====== FRAGMENTO
En los dos casos, Holofernes sale mal parado, eso está claro, pero, tal y como explica la historiadora, “la crudeza y la frialdad con la que Gentileschi pinta la escena adelanta por la derecha, en este caso, a la idealización con que Michelangelo Merisi da Caravaggio retrata a los personajes y al espacio”. Mientras que el maestro de los ‘caravaggistas’ –como fue llamada su corte de admiradores– juega a centrar la atención en Judit, una joven de cara angelical con facciones que denotan muy poco esfuerzo, en su gesto a medio camino entre el asco y la incredulidad y en su resplandeciente pecho; Gentileschi demuestra su conocimiento de la fisionomía femenina (dos mujeres precisan de mucho esfuerzo para terminar con alguien tan corpulento como Holofernes) y traza seis diagonales para guiar a las miradas hacia el rostro ya prácticamente inanimado del hombre. Por otro lado, Artemisia mancha el colchón con sangre, deja que los hilos rojos caigan hasta el suelo y que los borbotones salpiquen los brazos de las propias verdugas. Aunque la pintura de Caravaggio también es absolutamente cruda y sorprendió a todos en la época, parece que Artemisia aprendió muy bien una de las citas más célebres del maestro: “No deben solo mirar mis cuadros, no deben contemplarlos. Deben sentirlos”.
============
====== ENTRADAS PROPORCIONADAS
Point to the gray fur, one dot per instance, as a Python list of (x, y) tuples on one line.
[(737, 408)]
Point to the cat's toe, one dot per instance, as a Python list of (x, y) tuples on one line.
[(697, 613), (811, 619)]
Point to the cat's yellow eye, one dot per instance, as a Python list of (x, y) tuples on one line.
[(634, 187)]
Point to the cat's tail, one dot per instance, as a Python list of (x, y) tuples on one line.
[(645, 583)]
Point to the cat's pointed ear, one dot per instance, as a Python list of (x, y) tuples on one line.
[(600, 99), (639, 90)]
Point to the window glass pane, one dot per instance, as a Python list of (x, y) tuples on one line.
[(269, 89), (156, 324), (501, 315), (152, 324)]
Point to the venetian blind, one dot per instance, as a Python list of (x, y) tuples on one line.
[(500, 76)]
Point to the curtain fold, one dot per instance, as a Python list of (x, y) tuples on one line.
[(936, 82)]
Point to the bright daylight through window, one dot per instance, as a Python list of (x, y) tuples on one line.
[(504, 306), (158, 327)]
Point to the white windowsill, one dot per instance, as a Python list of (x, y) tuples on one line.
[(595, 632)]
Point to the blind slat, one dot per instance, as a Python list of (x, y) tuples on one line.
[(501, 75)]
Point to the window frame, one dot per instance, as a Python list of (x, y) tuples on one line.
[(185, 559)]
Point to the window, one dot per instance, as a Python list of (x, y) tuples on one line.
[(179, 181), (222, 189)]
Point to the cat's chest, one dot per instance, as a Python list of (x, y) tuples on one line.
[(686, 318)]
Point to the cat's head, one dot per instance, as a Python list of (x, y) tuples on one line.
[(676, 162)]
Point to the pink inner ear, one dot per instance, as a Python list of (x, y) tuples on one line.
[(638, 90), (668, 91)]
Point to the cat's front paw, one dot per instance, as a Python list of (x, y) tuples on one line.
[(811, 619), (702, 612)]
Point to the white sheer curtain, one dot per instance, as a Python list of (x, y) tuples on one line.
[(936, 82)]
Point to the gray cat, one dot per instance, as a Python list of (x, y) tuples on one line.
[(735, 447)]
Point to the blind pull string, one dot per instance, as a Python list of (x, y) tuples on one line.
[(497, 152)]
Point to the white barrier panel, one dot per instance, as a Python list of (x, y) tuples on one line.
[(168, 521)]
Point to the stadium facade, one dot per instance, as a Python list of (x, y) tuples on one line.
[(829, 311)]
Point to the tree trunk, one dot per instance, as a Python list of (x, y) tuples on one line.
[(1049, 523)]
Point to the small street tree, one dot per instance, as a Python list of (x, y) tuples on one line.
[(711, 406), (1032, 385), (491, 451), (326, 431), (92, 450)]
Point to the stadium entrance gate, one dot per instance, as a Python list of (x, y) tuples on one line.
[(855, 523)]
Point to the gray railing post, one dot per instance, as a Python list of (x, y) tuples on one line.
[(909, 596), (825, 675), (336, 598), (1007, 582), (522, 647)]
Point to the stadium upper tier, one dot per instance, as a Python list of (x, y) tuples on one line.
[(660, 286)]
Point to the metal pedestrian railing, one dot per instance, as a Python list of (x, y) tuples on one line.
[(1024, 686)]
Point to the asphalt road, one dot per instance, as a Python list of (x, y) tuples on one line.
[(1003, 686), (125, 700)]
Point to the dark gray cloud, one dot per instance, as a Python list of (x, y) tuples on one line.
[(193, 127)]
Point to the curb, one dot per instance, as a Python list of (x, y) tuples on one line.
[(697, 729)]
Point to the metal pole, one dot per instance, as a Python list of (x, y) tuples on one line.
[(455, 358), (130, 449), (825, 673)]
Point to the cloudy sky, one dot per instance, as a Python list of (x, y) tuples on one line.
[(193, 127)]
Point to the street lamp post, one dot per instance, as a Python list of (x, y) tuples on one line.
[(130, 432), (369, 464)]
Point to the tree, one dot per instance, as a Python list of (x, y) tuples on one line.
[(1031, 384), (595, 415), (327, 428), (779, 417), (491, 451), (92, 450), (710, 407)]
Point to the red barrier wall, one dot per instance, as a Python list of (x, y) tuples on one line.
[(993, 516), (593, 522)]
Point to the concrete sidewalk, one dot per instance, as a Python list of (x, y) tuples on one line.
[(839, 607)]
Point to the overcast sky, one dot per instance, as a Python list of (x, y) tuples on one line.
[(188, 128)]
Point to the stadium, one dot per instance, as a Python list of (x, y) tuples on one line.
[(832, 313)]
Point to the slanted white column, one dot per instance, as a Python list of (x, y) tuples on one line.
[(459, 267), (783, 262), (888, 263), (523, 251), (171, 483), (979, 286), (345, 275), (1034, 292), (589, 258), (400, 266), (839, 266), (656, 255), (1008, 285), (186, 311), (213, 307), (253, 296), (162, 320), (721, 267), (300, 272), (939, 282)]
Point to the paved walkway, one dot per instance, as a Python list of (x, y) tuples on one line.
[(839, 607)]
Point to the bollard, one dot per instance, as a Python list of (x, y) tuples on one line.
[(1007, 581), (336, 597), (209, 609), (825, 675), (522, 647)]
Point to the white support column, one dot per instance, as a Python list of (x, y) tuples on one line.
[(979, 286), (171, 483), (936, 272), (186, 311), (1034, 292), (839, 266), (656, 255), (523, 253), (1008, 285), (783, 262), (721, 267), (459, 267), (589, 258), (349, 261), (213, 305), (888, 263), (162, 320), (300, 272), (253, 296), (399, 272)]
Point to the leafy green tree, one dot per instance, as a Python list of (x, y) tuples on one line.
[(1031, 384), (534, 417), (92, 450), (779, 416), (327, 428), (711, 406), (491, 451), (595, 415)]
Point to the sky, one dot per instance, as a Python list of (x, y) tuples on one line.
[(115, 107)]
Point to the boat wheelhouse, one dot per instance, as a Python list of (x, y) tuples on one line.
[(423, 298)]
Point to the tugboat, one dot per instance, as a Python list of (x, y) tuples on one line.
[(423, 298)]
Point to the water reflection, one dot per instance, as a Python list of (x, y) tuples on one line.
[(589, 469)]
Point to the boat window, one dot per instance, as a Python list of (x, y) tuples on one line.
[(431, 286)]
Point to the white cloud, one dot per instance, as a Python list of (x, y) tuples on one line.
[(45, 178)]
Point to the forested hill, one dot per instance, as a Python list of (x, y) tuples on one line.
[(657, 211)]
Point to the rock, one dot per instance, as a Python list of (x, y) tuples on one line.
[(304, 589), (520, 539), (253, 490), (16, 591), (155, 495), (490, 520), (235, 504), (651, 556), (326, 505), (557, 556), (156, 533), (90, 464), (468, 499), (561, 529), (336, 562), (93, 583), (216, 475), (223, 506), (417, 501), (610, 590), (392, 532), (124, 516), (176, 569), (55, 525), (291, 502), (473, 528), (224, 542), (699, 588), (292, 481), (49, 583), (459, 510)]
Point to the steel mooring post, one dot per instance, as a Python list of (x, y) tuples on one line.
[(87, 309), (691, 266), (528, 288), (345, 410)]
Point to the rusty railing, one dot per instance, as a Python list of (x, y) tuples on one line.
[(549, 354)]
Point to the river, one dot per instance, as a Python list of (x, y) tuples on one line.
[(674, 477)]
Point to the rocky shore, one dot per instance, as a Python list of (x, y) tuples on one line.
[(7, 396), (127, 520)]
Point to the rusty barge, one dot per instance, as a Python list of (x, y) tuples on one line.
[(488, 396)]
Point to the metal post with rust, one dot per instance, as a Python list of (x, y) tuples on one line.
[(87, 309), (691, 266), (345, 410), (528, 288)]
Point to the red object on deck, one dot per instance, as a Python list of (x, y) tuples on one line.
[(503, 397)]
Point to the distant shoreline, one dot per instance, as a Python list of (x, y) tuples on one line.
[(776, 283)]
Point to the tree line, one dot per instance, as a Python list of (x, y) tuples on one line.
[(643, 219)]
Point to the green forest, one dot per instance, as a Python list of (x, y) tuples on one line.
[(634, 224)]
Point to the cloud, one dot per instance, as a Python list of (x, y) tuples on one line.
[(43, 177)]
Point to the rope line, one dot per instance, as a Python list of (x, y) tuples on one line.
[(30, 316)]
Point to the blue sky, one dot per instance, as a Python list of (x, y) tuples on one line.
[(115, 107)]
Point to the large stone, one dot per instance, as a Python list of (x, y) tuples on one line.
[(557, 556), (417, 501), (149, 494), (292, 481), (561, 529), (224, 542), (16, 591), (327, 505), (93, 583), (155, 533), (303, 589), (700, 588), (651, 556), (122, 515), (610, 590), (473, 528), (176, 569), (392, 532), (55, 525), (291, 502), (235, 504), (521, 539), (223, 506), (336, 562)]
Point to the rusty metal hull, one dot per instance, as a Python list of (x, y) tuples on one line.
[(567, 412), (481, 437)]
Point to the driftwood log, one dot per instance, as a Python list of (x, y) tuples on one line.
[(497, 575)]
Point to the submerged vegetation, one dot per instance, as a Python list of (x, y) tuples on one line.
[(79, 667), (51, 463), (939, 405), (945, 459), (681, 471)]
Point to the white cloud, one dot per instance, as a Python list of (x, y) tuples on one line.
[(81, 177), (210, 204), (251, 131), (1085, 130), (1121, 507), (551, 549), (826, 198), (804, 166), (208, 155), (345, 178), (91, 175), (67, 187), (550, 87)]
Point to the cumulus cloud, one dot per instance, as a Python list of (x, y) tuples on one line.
============
• [QUÉ HARÁS]
1. ¿Concuerdan con el fragmento sobre Gentileschi y Caravaggio estas afirmaciones? Responde sí o no a cada una y cita literalmente las palabras del fragmento que lo deciden.
(a) En el cuadro de Caravaggio, Judit tiene facciones que denotan mucho esfuerzo.
(b) Gentileschi traza diagonales que guían las miradas hacia el rostro de Holofernes.
(c) La pintura de Caravaggio no sorprendió a nadie en su época.
2. Según el fragmento, ¿cómo fue llamada la corte de admiradores de Caravaggio?

• [SOLUCIONES POR TAREA]
1.
(a) No: "una joven de cara angelical con facciones que denotan muy poco esfuerzo".
(b) Sí: "traza seis diagonales para guiar a las miradas hacia el rostro ya prácticamente inanimado del hombre".
(c) No: "también es absolutamente cruda y sorprendió a todos en la época".

2. Los ‘caravaggistas’.